MATERIAL FOR THIS EXERCISE:
-=-=-

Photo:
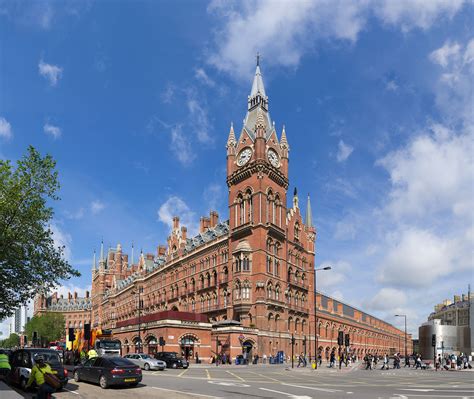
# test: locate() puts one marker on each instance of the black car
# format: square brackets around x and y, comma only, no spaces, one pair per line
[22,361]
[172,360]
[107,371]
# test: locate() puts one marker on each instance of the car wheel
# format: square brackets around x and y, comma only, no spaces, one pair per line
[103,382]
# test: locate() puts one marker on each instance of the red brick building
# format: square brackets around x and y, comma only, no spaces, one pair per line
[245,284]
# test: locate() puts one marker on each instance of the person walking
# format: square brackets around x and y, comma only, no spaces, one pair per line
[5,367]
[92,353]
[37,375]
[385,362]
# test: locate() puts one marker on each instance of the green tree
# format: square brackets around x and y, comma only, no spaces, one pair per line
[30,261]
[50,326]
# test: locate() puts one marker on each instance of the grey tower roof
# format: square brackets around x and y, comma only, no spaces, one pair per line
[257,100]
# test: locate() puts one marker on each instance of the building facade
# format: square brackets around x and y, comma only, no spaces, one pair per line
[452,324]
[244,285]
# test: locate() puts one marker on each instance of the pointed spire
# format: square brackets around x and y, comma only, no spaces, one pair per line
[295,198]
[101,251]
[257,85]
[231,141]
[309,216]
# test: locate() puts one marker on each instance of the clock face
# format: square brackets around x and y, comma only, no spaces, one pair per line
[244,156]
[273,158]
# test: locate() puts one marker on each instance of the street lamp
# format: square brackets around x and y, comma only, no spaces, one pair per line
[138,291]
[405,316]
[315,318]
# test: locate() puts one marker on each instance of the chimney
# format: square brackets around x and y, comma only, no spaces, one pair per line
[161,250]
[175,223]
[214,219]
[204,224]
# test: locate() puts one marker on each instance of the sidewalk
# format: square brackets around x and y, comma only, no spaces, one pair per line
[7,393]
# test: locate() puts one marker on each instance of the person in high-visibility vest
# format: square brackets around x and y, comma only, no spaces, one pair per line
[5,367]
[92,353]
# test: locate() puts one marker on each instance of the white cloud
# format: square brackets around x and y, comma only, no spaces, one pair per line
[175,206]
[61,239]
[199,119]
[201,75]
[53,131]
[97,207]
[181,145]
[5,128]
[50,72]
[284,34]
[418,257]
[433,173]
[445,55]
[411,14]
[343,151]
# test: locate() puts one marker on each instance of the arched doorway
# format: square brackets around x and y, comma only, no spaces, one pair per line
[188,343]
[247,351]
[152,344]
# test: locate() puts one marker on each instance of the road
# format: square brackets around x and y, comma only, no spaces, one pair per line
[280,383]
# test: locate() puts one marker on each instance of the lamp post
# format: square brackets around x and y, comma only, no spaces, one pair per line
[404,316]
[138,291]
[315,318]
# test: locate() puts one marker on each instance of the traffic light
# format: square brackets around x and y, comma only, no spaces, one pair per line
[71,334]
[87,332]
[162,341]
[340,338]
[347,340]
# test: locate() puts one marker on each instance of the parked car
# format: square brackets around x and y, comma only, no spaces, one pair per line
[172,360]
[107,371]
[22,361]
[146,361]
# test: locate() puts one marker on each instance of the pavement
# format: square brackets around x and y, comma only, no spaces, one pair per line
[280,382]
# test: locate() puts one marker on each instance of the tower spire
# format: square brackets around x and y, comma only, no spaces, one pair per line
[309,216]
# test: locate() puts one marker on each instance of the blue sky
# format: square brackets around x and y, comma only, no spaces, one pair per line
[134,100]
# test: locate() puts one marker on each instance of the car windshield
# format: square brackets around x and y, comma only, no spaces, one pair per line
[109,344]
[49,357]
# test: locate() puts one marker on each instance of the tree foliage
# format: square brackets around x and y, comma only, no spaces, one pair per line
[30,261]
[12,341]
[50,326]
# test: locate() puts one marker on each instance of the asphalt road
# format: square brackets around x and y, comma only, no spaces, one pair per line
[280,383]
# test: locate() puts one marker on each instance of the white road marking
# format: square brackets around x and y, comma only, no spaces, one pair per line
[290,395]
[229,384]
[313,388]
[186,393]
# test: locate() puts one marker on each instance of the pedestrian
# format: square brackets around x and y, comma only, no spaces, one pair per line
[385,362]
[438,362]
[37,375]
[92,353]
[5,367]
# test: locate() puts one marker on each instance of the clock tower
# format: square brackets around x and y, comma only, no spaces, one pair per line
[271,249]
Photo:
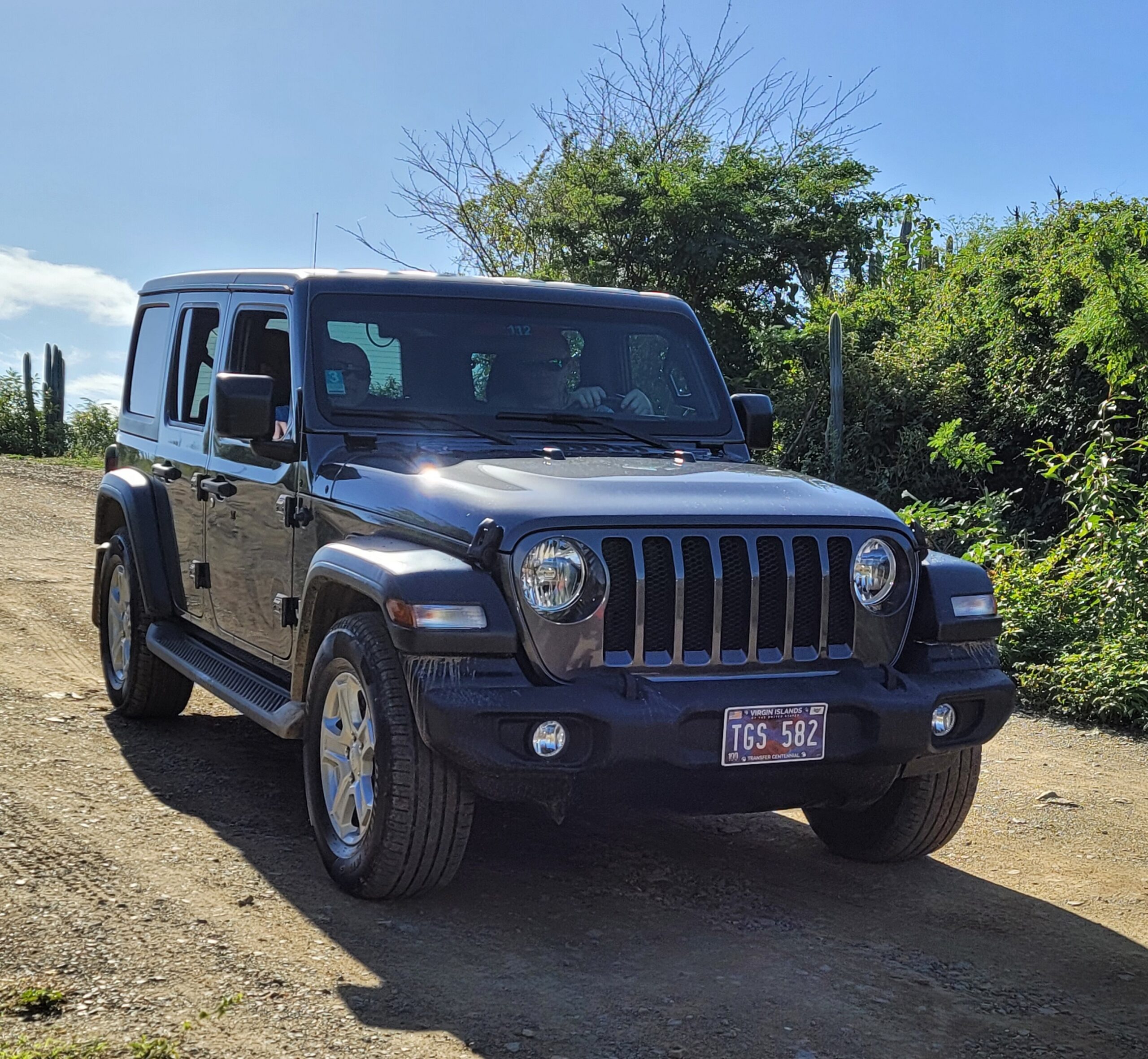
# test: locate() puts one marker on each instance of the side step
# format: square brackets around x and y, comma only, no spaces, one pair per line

-=-=-

Would you transcribe the whole listing above exactly? The pictures should not be included.

RESPONSE BOX:
Photo:
# test: locate() puts one marker on each instance of the black car
# format: square brackets around x and y, comma only, no spaces, one pair per line
[22,361]
[172,360]
[107,371]
# test: locate() puts one marker on each instance of the car wheel
# format: square brackets around x and y, comma only, no spaces, one pair per line
[103,382]
# test: locate() puts one marker on each instance of the red brick building
# format: square brackets around x and y, comma only, no spaces, one pair per line
[245,284]
# test: locate() puts one marker on each instance of the person walking
# format: square brackets around x and y, comma only, no spaces, one pair per line
[5,367]
[92,353]
[37,375]
[385,362]
# test: locate() puts one marker on each instance of the green tree
# format: square brackets around x and y, comma only, no spaces, one pair per line
[30,261]
[50,326]
# test: locate() puts one marker on each instance of the grey tower roof
# format: square brackets around x and y, comma only, no spaces, one pair per line
[257,100]
# test: locate() puts one marker on each instance of the building facade
# format: square brackets around x and y, comma only, no spaces, one pair per line
[452,324]
[244,285]
# test: locate() puts one marker on each instance of the pointed spire
# format: square brackets around x and y, comma only, no spaces, one pair per line
[295,198]
[101,251]
[257,85]
[231,141]
[309,216]
# test: locate() puts one marker on each instance of the clock face
# format: square brackets around x and y, comma only, no spaces, one pair per line
[244,156]
[273,158]
# test: locate() puts one marker on each instance of the street lamp
# format: square brackets around x and y, comma only, no spaces, one pair per line
[138,291]
[405,316]
[315,318]
# test: locate() puts one marker on each instance of the chimney
# format: square brackets around x and y, comma only, no spaces, one pair per line
[161,250]
[175,223]
[214,219]
[204,224]
# test: locate() puts one marker on each instance of the sidewalk
# format: square brackets around x and y, comma only, no spaces, one pair per line
[7,393]
# test: locate() puts one marker on each instance of the person in high-visibility vest
# format: square brackets around x and y, comma only, no spaces, one pair per line
[5,367]
[92,353]
# test: locate() puts one marker on each instance of the white cloud
# format: square brackets around x and y, comma only, no spaces, one pair per line
[175,206]
[61,239]
[199,119]
[201,75]
[53,131]
[97,207]
[181,145]
[5,128]
[50,72]
[284,34]
[418,257]
[433,173]
[445,55]
[411,14]
[343,151]
# test: locate() puts one marker on each instance of the arched doorway
# format: square brackets around x and y, comma only, no spaces, one pair per line
[188,343]
[247,351]
[152,344]
# test: locate() puts one marker on each instance of the road
# format: square brackets around x and y, comma only, no spaces, one pair per line
[280,383]
# test: locate() puts one marker on each instance of the lamp post
# format: square brackets around x and y, comma only, no spaces, one pair per line
[404,316]
[138,291]
[315,318]
# test: locate() puts one marker on each instance of the traffic light
# format: square brackets around x and y, comma only, no spaces, one pair per line
[71,334]
[87,332]
[162,341]
[340,338]
[347,340]
# test: locate() puts one marker on each instance of the parked car
# format: square brackets around x and y, comma only, no spaces, one pair per line
[172,360]
[107,371]
[22,361]
[146,361]
# test: locate() puts one marker on each instance of the pavement
# format: square brackets around x and y, comma only, no spaces, one pair per line
[280,382]
# test: locate() puts one marker on each instance of the tower spire
# format: square brackets around x and y, comma only, no spaces, one pair per line
[309,216]
# test: locate() puts one marker on each instance of the blue sky
# format: square brackets around x and y, comma only, no spaces, one pair per line
[134,100]
# test: locate() puts one marker on each instance of the car windshield
# format: square brackets around x and y, comma only, no spaces, one pair per line
[109,344]
[49,357]
# test: locate() puts one marker on each instance of the tree foliage
# format: square brackets around x and y, comma only, no spaces, one pair per line
[30,261]
[12,341]
[50,326]
# test: locate() puts one marker on each instance of the asphalt road
# format: square brackets around x and y, comma only, no spaces, one pair per line
[280,383]
# test: locate() puts one marker on each instance of the white road marking
# format: square brackets around x and y, comma only, no spaces, one pair per line
[290,395]
[229,384]
[313,388]
[186,393]
# test: locate() puts one marker on each instance of the pedestrian
# format: square brackets around x and y, comma only, no spaces, one pair per line
[385,362]
[438,362]
[37,375]
[92,353]
[5,367]
# test: locate() puts one marker on each instance of the clock tower
# format: square brackets around x and y, comma only, no spaces, one pair per line
[271,249]
Photo:
# test: locate() puts one marker on each instance of the side step
# format: square brackets around x and y, comma only, no spaces, one pair per line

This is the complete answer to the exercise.